• [WORK REQUIRED]:
Starting at the first line of the items, copy each line word for word and stop after the line that contains "156], [264, 57]]". Leave the pictures out of your copy.

— start EXERCISE DATA —

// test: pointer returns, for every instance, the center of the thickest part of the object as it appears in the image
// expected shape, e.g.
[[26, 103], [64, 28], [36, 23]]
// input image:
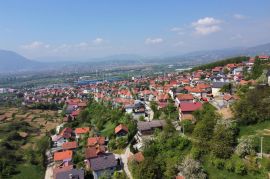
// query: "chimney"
[[70, 176]]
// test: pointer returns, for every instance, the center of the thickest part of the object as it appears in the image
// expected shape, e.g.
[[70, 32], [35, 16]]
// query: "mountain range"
[[12, 62]]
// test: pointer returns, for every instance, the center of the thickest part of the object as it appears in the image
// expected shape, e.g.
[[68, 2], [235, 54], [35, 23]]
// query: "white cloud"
[[236, 37], [82, 45], [207, 25], [239, 16], [178, 30], [35, 45], [150, 41], [98, 41], [180, 43]]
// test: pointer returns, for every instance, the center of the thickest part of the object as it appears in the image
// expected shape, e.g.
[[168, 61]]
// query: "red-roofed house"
[[179, 177], [183, 98], [121, 130], [186, 109], [80, 131], [93, 152], [138, 157], [69, 145], [92, 141], [66, 133], [63, 156], [264, 57]]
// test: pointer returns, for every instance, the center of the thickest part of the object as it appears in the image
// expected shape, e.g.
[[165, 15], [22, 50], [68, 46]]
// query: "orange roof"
[[82, 130], [82, 104], [179, 177], [138, 157], [184, 97], [120, 127], [203, 86], [69, 145], [96, 140], [75, 113], [63, 155]]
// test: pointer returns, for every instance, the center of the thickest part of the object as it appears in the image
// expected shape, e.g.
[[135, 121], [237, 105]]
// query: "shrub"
[[218, 163], [240, 167], [229, 166]]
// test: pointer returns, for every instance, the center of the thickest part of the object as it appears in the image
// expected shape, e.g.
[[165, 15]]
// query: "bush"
[[218, 163], [196, 153], [240, 167], [229, 166]]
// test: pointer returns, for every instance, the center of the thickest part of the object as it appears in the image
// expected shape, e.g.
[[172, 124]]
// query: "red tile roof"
[[138, 157], [96, 141], [119, 128], [184, 97], [63, 155], [66, 133], [92, 152], [69, 145], [189, 107], [75, 113], [82, 130], [179, 177]]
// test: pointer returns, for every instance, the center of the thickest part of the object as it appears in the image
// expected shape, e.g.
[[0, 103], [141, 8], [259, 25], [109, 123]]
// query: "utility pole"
[[183, 129], [261, 146]]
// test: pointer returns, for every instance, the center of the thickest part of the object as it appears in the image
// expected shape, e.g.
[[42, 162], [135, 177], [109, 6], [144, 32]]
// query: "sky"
[[84, 29]]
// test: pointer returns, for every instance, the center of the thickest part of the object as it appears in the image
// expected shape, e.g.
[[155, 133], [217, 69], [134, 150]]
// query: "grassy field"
[[254, 129], [258, 130], [109, 129], [27, 171], [214, 173]]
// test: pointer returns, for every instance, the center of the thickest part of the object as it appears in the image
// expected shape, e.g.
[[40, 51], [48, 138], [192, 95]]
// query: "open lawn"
[[27, 171], [259, 130], [108, 130], [254, 129], [214, 173]]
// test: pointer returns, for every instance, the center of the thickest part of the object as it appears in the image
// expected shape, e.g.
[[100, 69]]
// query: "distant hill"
[[13, 62], [213, 55]]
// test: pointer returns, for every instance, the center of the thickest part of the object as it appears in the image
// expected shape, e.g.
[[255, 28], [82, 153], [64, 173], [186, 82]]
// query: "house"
[[64, 156], [268, 77], [139, 107], [183, 98], [187, 108], [80, 131], [264, 57], [180, 177], [216, 87], [58, 140], [93, 152], [121, 130], [66, 133], [103, 164], [217, 70], [148, 127], [93, 141], [69, 145], [68, 172], [138, 157]]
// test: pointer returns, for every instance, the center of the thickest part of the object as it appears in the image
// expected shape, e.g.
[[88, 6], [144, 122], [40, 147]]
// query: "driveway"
[[49, 172], [124, 158]]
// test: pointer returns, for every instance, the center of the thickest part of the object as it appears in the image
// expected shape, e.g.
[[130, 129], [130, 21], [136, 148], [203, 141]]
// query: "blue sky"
[[68, 29]]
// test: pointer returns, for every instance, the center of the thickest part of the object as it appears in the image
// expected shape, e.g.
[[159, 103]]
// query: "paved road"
[[49, 172], [150, 111], [124, 158]]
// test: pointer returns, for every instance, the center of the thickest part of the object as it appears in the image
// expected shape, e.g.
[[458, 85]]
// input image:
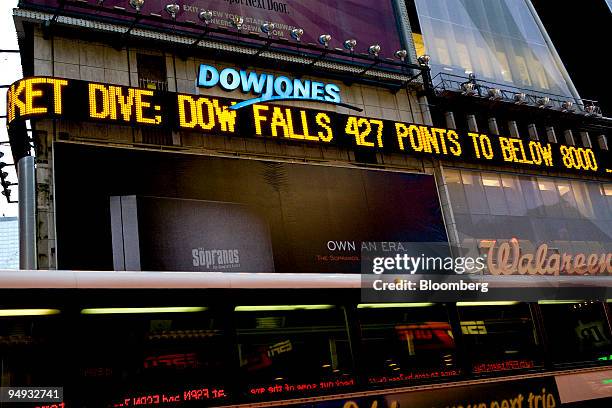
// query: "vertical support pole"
[[27, 213]]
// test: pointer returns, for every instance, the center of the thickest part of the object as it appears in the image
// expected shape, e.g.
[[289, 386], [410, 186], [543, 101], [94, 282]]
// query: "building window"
[[152, 75], [504, 40], [569, 215], [152, 72]]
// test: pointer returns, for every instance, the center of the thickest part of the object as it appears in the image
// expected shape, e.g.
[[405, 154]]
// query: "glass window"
[[569, 215], [147, 354], [577, 332], [474, 192], [503, 31], [495, 194], [402, 343], [293, 350], [514, 195], [32, 351], [499, 337], [455, 190]]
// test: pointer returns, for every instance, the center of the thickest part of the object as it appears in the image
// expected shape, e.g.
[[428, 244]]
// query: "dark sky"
[[581, 32]]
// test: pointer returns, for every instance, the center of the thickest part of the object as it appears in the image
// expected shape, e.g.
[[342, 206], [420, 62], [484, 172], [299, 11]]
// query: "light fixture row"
[[206, 16]]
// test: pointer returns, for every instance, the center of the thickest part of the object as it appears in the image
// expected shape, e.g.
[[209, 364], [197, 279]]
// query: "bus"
[[153, 339]]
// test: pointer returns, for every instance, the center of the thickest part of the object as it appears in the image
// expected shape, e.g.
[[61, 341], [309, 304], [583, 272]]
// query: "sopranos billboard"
[[144, 210], [368, 22]]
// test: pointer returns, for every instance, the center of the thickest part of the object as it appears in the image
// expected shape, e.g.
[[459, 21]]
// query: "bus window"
[[149, 354], [31, 348], [577, 332], [293, 350], [499, 336], [406, 342]]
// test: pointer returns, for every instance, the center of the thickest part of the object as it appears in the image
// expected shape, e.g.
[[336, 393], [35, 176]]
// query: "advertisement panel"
[[368, 22], [170, 211]]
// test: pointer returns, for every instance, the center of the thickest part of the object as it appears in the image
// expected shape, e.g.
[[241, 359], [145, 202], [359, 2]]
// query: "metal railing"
[[471, 86]]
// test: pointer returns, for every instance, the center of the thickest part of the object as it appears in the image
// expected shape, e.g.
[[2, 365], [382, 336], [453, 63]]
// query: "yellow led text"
[[513, 150], [285, 121], [361, 128], [120, 103], [424, 139], [205, 114], [24, 97]]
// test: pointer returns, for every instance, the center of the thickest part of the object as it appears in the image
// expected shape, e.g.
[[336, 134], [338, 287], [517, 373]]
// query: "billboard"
[[75, 100], [172, 211], [368, 22]]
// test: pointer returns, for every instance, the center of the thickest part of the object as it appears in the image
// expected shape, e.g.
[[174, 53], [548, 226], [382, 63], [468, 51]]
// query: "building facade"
[[9, 243], [263, 146]]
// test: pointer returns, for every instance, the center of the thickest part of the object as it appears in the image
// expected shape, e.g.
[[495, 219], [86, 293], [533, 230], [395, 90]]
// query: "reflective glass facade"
[[498, 40], [569, 215]]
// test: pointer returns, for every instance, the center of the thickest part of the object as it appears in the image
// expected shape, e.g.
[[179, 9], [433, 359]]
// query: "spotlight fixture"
[[468, 88], [543, 102], [567, 106], [206, 16], [297, 33], [324, 39], [350, 44], [374, 50], [424, 59], [172, 9], [268, 28], [495, 93], [520, 98], [237, 22], [401, 54], [137, 4], [590, 109]]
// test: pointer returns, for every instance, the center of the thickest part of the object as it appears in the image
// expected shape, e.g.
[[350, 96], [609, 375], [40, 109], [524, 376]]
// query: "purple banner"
[[368, 22]]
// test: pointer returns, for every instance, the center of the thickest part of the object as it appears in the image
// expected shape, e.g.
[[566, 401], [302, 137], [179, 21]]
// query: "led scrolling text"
[[53, 97]]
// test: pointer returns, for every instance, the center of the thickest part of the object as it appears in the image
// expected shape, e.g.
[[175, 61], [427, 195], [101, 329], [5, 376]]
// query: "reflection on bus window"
[[577, 332], [407, 342], [31, 348], [499, 337], [292, 350], [147, 356]]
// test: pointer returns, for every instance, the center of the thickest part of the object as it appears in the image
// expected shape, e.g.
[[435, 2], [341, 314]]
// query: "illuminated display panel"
[[406, 345], [153, 359], [42, 97], [500, 338], [583, 328], [286, 353]]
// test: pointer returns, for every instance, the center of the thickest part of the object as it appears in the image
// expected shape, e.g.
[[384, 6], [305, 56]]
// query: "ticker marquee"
[[46, 97]]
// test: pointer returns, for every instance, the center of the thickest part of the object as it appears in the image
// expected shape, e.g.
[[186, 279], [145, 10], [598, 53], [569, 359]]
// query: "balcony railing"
[[152, 84], [444, 83]]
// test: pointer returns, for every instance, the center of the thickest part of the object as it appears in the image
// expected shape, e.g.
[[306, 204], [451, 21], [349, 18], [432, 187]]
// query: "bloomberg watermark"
[[436, 271]]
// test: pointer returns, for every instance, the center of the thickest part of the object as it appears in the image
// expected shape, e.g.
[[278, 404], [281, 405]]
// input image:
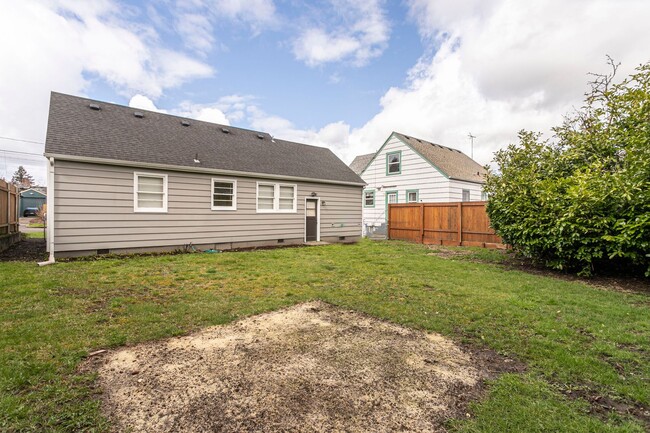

— end EXERCISE DATA —

• [EXERCISE ANSWER]:
// test: pointer returns, for every instance, the center of the thickest part of the object as it appears in the image
// expected shape, e.g.
[[26, 103], [64, 28], [36, 23]]
// input image:
// query: "chimney"
[[70, 176]]
// test: pointer returns, for every instance, the center of the thickest part of the object as it appears in the image
// expected shape, e.g.
[[70, 32], [35, 16]]
// query: "mountain range"
[[12, 62]]
// test: pointer returns, for every instance, the center of the thickest part of the object as it appears in the image
// expected shape, e.g.
[[68, 2], [235, 54], [35, 23]]
// query: "white cloud"
[[236, 37], [82, 45], [207, 25], [239, 16], [178, 30], [35, 45], [150, 41], [98, 41], [180, 43]]
// test: pointer returns, for every instance, the center of the thickest part of the object as it appears in the image
// expected shape, e.g.
[[168, 61]]
// query: "red-roofed house"
[[179, 177], [183, 98], [121, 130], [186, 109], [80, 131], [93, 152], [138, 157], [69, 145], [92, 141], [66, 133], [63, 156], [264, 57]]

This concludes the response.